__COSA FARE__
a. Traduci in inglese questa frase dell'intervista su «Curaro»: «La seconda cosa assurda è come queste tribù avessero delle credenze verso civiltà provenienti dallo spazio.»
b. Metti in un elenco numerato il tratto delle voci che va dalla riga contenente «Mark every instance of the stone step» fino alla fine delle voci, escludendo le righe vuote.

__BRANO CITATO__
Tre anni fa, alla fine di un’intervista che ti stavo facendo in occasione dell’uscita di “Novanta”, ricordo che prendesti il computer e mi facesti sentire delle demo dicendomi: “Sto già lavorando ad un nuovo album, che nasce per un’esigenza di trovare un nuovo contatto con la natura“. Tutto nasceva dopo un tuo viaggio in Giappone dove, nel mezzo di una piazza di Tokyo, Shibuya se non ricordo male, decidesti che dovevi “fermare” la confusione e un certo ritmo frenetico.
Alla fine di quei demo sentiti quel giorno, in “Curaro” cosa ci è finito?
Tutto! I pezzi sono quelli, mi ricordo bene quell’intervista e quel momento. Sono passati tre anni, “Curaro” è un disco che ha già tre anni… Logico, è passato del tempo e sono successe tantissime cose, il disco è partito come un’antitesi di “Novanta” che era basato sulla metropoli, sul caos, su quel mix culturale di rumori e suoni che può dare una città come Milano. “Curaro” è nato come un rifiuto di tutta questa roba qua, mi ero concentrato talmente tanto su questo discorso delle metropoli, che poi è stato forse un percorso naturale quello di riavvicinarmi a tutto ciò che la natura offre.
Quando hai deciso che quelle demo si sarebbero trasformate poi in “Curaro”?
Quello è successo subito dopo. Lo sai, quando lavoro a un disco, comincio una ricerca e uno studio fatto di molte letture: articoli, estratti da libri, etc. etc, portando il concept iniziale del disco, rivolto alla natura, ad un piglio diverso. Leggendo mi sono imbattuto in alcuni discorsi sul rapporto tra alcune tribù africane e amazzoniche e la natura, da lì ho iniziato a concentrarmi sull’aspetto tribale e mitologico che loro stesse hanno nei confronti del cielo, delle stelle, dei fiumi, dei pesci e via dicendo. La prima cosa che ho trovato, se vuoi sorprendente, è la profonda connessione, i tratti in comune che tribù distanti geograficamente hanno tra loro: impensabile, visto che parliamo di periodi e distanze che al tempo era impossibile connettere. La seconda cosa assurda è come queste tribù avessero delle credenze verso civiltà provenienti dallo spazio. Ti faccio l’esempio della tribù di Dogon nel Mali, che conosceva alla perfezione il sistema solare, conosceva dei satelliti orbitanti intorno a Sirio che ad occhio nudo era impossibile vedere: anche questo inspiegabile, se ci pensi. La loro risposta è che anni fa una civiltà proveniente dallo spazio, chiamata Nommo, ha insegnato loro a interagire con il sistema solare, e con la natura.
E’ cambiato abbastanza radicalmente il discorso rispetto alla prima idea di un album sulla natura quindi.

__ESTRATTI DELLE VOCI__
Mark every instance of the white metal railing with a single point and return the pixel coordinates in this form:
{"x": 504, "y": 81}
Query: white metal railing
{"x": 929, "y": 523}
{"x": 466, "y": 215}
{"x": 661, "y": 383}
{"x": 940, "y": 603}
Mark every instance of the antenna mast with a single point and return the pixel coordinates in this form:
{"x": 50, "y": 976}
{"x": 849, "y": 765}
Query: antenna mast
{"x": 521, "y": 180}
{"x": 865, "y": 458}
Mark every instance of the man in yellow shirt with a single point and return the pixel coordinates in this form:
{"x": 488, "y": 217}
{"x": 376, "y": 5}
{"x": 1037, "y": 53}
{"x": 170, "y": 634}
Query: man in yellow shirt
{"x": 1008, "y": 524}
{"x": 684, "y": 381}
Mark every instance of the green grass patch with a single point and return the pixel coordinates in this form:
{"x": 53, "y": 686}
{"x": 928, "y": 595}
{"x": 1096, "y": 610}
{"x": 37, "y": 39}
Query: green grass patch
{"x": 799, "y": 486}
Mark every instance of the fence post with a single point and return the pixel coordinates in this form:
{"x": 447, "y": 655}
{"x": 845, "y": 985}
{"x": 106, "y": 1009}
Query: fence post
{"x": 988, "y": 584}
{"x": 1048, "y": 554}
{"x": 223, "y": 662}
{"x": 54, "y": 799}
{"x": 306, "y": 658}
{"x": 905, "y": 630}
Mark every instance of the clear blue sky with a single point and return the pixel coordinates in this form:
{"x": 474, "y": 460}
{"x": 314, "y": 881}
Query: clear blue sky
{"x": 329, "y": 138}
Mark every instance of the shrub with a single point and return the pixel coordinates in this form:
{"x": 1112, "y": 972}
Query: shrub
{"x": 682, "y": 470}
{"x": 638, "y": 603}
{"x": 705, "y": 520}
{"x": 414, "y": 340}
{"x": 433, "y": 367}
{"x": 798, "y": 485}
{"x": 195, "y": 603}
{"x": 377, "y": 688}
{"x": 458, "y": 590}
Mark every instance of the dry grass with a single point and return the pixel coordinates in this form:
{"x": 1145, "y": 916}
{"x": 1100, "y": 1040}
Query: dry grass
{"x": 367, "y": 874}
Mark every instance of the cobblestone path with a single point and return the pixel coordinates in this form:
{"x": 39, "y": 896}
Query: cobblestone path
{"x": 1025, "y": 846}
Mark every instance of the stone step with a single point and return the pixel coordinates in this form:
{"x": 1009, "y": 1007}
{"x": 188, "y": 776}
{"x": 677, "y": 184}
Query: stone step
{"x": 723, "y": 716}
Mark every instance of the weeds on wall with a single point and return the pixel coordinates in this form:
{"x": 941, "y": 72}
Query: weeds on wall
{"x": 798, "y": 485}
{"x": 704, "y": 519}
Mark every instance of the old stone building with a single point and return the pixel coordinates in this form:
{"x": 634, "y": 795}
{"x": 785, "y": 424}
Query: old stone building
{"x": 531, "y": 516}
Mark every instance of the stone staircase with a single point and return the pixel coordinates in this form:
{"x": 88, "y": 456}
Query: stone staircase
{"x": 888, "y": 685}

__RISPOSTE__
a. The second absurd thing is how these tribes held beliefs about civilizations coming from space.

b.
1. Mark every instance of the stone step with a single point and return the pixel coordinates in this form:
2. {"x": 1009, "y": 1007}
3. {"x": 188, "y": 776}
4. {"x": 677, "y": 184}
5. Query: stone step
6. {"x": 723, "y": 716}
7. Mark every instance of the weeds on wall with a single point and return the pixel coordinates in this form:
8. {"x": 941, "y": 72}
9. Query: weeds on wall
10. {"x": 798, "y": 485}
11. {"x": 704, "y": 519}
12. Mark every instance of the old stone building with a single point and return the pixel coordinates in this form:
13. {"x": 634, "y": 795}
14. {"x": 785, "y": 424}
15. Query: old stone building
16. {"x": 531, "y": 516}
17. Mark every instance of the stone staircase with a single point and return the pixel coordinates in this form:
18. {"x": 88, "y": 456}
19. Query: stone staircase
20. {"x": 888, "y": 685}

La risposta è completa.